**Selected passage**.
....................

Medical Meander

For the last two weeks, plus or minus a few days, I have been coughing. This followed a horrible cold -- the second rough cold of this season.

In winter, more of us are in close proximity, leading to more infections. Unfortunately, I teach and that means I am in a small, cramped classroom with nearly two dozen young adults. Most of my students live with lots of other young people. At least I don't work with elementary school students with my tendency to catch everything.

My wife convinced me to stop by the campus health clinic yesterday. I arrived within 15 minutes of the clinic opening. Unfortunately, the clinic is only open from 12:30 to 4 p.m. on Tuesdays. As a result, the clinic doctors and nurses can only see a few dozen first-come, first-serve patients.

I simply wasn't early enough.

Coughing and apparently wheezing, the admitting nurse took pity on me and checked to see if there were opening on the main campus. I would have to try to arrive early the next morning. The nurse politely said that was a bad idea. She said streptococcus and other infections were spreading, so I should try to get into a "Minute Clinic."

....................

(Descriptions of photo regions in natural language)
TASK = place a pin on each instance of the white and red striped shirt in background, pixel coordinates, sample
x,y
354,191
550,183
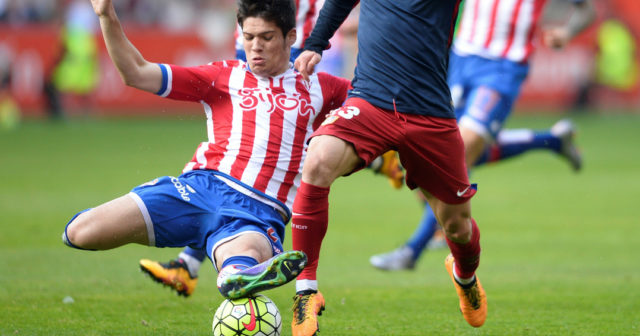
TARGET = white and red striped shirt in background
x,y
306,14
257,127
499,28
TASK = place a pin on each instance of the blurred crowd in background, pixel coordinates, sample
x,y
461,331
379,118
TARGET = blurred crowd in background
x,y
52,58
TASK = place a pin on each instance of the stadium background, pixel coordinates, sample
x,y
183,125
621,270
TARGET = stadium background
x,y
560,250
196,32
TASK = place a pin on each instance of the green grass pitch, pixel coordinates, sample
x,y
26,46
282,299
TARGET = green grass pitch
x,y
561,251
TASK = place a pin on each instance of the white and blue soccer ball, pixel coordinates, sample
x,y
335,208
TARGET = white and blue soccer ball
x,y
252,316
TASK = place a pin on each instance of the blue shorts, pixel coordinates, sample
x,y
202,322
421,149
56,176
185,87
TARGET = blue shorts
x,y
199,210
484,91
295,52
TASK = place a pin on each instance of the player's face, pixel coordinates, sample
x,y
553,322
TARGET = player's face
x,y
266,49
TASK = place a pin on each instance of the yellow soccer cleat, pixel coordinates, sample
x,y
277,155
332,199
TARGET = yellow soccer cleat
x,y
473,300
391,168
173,274
307,305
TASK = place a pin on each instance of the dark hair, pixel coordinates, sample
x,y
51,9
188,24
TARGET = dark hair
x,y
280,12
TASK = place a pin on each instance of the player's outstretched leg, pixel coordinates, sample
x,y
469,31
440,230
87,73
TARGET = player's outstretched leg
x,y
473,300
307,306
389,165
272,273
565,130
174,274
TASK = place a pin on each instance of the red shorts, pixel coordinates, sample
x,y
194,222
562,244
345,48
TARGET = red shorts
x,y
430,148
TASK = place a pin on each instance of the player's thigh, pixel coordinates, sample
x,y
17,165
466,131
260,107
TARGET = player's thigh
x,y
490,96
369,130
328,158
109,225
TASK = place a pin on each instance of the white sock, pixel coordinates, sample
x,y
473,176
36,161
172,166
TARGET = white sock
x,y
225,272
376,164
306,285
193,264
462,281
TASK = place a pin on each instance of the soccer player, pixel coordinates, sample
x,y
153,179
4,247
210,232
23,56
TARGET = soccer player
x,y
488,64
400,100
181,274
234,197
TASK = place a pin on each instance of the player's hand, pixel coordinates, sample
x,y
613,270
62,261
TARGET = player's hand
x,y
556,38
102,7
306,63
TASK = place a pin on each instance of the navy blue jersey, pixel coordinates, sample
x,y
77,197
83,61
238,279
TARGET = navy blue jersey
x,y
403,52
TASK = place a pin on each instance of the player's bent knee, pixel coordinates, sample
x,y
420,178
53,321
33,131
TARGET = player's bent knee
x,y
70,234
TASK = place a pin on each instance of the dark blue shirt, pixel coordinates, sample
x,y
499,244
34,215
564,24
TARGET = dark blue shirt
x,y
403,51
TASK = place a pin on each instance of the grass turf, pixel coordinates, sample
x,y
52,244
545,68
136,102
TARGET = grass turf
x,y
560,250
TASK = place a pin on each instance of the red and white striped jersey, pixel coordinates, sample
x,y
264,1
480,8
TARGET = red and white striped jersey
x,y
499,28
305,18
257,127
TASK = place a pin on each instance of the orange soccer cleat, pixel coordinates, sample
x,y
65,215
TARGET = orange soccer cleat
x,y
473,300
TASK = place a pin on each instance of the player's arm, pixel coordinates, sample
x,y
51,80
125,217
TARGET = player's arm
x,y
583,15
332,15
133,68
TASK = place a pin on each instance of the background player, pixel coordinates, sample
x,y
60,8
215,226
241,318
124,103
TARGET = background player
x,y
234,197
400,100
489,62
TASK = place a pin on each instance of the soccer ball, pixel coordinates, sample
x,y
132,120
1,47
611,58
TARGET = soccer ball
x,y
256,315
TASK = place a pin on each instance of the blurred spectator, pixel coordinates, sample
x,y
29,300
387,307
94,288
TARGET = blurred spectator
x,y
76,71
616,65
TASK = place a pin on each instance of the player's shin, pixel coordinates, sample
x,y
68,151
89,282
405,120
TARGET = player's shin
x,y
309,224
467,255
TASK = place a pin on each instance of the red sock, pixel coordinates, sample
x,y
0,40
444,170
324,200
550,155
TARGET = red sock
x,y
309,225
467,256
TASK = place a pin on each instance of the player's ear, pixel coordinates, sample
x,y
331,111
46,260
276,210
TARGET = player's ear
x,y
291,37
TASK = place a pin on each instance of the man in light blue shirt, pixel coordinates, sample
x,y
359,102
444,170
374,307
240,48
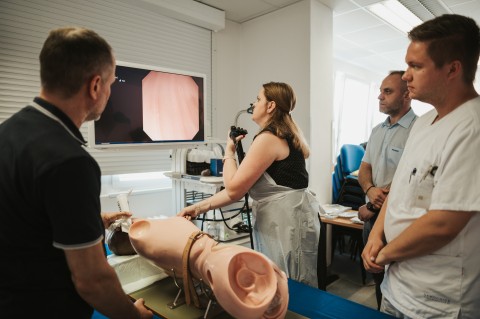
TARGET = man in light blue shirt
x,y
383,152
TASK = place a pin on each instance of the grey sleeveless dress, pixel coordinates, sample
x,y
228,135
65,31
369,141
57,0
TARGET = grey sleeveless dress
x,y
286,228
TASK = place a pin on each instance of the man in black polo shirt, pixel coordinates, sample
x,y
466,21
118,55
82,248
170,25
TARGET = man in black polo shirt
x,y
53,263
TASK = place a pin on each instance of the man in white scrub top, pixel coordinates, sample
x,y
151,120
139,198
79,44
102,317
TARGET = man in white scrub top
x,y
431,217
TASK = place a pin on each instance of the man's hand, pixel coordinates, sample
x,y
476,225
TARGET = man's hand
x,y
109,218
370,253
377,196
364,214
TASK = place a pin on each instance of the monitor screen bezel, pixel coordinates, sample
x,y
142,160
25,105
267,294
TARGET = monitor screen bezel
x,y
163,144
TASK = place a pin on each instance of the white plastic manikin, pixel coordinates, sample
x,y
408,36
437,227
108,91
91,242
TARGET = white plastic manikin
x,y
245,283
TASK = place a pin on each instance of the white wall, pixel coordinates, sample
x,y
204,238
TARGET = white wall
x,y
292,45
147,204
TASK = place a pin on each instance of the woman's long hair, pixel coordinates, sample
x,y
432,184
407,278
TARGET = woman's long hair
x,y
281,122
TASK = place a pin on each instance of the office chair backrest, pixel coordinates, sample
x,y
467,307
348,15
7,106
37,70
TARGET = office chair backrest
x,y
351,157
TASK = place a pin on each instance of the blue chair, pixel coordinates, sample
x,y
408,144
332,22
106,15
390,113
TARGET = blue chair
x,y
346,190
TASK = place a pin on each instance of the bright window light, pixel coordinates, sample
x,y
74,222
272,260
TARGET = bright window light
x,y
394,13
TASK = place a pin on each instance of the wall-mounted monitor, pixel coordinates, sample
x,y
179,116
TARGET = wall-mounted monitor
x,y
150,106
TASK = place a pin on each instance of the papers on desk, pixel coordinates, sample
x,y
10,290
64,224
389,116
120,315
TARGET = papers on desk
x,y
348,214
356,220
332,210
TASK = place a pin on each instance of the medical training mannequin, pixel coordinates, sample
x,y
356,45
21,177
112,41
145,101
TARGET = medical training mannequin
x,y
245,283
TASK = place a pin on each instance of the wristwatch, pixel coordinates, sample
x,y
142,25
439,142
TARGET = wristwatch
x,y
372,208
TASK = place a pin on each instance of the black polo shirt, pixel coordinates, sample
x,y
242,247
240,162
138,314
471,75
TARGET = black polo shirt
x,y
49,201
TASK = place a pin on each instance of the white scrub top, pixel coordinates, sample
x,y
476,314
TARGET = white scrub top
x,y
439,170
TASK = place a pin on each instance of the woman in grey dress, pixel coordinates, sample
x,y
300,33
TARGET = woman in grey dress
x,y
286,226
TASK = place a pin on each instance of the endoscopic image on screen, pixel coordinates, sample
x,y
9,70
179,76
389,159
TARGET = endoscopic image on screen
x,y
151,106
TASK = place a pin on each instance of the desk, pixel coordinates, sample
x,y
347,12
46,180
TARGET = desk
x,y
347,223
338,221
304,302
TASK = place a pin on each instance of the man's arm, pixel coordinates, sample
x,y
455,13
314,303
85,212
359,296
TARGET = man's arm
x,y
375,243
425,235
98,284
376,195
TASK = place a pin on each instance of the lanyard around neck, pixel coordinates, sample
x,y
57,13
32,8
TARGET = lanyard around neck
x,y
55,118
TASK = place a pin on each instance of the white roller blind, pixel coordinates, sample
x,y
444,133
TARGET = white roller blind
x,y
136,35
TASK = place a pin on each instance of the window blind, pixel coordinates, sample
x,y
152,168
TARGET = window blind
x,y
136,35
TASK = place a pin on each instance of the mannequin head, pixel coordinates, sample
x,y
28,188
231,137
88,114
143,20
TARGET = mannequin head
x,y
245,283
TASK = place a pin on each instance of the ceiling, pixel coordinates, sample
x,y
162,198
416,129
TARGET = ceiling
x,y
359,37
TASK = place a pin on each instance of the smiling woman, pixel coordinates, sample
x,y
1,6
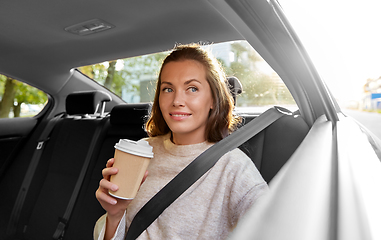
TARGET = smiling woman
x,y
192,110
185,104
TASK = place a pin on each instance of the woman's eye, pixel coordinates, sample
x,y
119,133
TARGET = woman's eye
x,y
167,90
193,89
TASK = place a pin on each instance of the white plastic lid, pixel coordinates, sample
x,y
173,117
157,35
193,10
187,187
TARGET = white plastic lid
x,y
139,148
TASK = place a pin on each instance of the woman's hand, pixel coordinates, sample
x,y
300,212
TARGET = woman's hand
x,y
115,207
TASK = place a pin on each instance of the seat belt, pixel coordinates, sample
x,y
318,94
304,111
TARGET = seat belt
x,y
198,167
63,221
16,211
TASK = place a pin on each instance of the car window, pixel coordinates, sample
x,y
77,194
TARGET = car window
x,y
134,79
18,99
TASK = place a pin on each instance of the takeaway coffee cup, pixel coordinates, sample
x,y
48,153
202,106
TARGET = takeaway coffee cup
x,y
132,159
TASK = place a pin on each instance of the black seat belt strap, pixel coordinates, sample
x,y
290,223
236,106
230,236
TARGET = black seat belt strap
x,y
63,221
198,167
16,211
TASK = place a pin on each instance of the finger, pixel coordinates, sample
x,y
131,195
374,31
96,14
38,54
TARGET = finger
x,y
105,197
110,162
106,185
107,172
145,176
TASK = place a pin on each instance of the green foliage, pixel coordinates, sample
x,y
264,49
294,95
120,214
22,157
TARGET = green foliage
x,y
136,77
12,97
259,88
128,73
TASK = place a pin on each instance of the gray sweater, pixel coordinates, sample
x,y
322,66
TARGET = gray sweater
x,y
209,209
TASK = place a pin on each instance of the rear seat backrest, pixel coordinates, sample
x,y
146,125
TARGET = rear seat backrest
x,y
126,121
60,165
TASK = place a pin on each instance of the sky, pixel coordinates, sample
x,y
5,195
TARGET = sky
x,y
343,38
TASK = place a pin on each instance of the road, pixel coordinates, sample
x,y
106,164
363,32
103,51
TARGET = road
x,y
370,120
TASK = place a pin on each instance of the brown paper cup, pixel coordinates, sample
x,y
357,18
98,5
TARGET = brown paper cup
x,y
130,175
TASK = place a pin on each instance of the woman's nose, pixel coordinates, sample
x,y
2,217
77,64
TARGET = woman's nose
x,y
178,100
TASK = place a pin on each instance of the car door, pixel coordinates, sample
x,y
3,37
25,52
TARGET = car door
x,y
327,189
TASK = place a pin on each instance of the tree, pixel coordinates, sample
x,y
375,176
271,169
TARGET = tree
x,y
125,75
7,100
14,93
259,88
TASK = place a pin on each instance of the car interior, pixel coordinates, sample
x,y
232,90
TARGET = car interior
x,y
51,164
80,134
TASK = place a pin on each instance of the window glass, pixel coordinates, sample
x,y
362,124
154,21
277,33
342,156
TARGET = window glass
x,y
134,79
18,99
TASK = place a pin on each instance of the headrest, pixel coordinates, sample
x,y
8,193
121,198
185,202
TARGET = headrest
x,y
235,87
125,114
85,102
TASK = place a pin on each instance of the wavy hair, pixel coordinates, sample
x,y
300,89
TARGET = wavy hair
x,y
221,121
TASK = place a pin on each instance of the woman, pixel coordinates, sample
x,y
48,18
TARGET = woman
x,y
192,110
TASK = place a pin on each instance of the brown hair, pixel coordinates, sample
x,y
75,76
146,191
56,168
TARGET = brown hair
x,y
221,120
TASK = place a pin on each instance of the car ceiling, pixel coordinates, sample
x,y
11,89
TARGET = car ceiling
x,y
35,47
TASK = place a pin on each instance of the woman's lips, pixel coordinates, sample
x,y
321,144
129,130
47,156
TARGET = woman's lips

....................

**What you will do**.
(a) In the Medical Meander post, what hours is the campus health clinic open on Tuesdays?
(b) Please extend the Medical Meander post from its last sentence.
The lines above come from a separate source.

**Answers in order**.
(a) From 12:30 to 4 p.m.

(b)
At 2:30, my wife retrieved me and drove the 30 minutes or so to the Minute Clinic in a Twin Cities central suburb (though the suburbs here seem like part of one big city). At 3:45 p.m., the Minute Clinic RN on duty interviewed me and decided I might be too sick for her to examine. I could have pneumonia, bronchitis, or something else serious.

I was very hungry, so I convinced my wife to stop by a Kentucky Fried Chicken on the way home. I know that sounds horrible when you have a cough, but I was seriously craving chicken.

We returned home, ate a great dinner, and then I called my physician's clinic about 4:45. Honestly, the meal was the best part of my entire day.

The nurse said I should not wait until a doctor could see me -- I should go to a Minute Clinic. I mentioned I had tried that, so she referred me to "Urgent Care." The Urgent Care facility is open from 6 p.m. until 10 p.m. Ironically, it's located about two blocks from the Minute Clinic.

I signed in shortly before 6 p.m.

Medical exam. Nothing. Chest x-rays. Nothing.

The doctor prescribed some antibiotics to be safe and some cough syrup. I'm not a huge fan of antibiotics, but I'm in no position to take chances.

This entire experience is not unusual. I have to wonder how any "system" could be so disorganized. Of course people don't like the health care system. In the end, after hours of waiting and less than ten minutes total medical consultation, nothing was certain.

Thankfully, I only owed one copay and the costs of prescriptions.

There will never be certainty in medicine. There will always be frustration. I'm exhausted, and still coughing.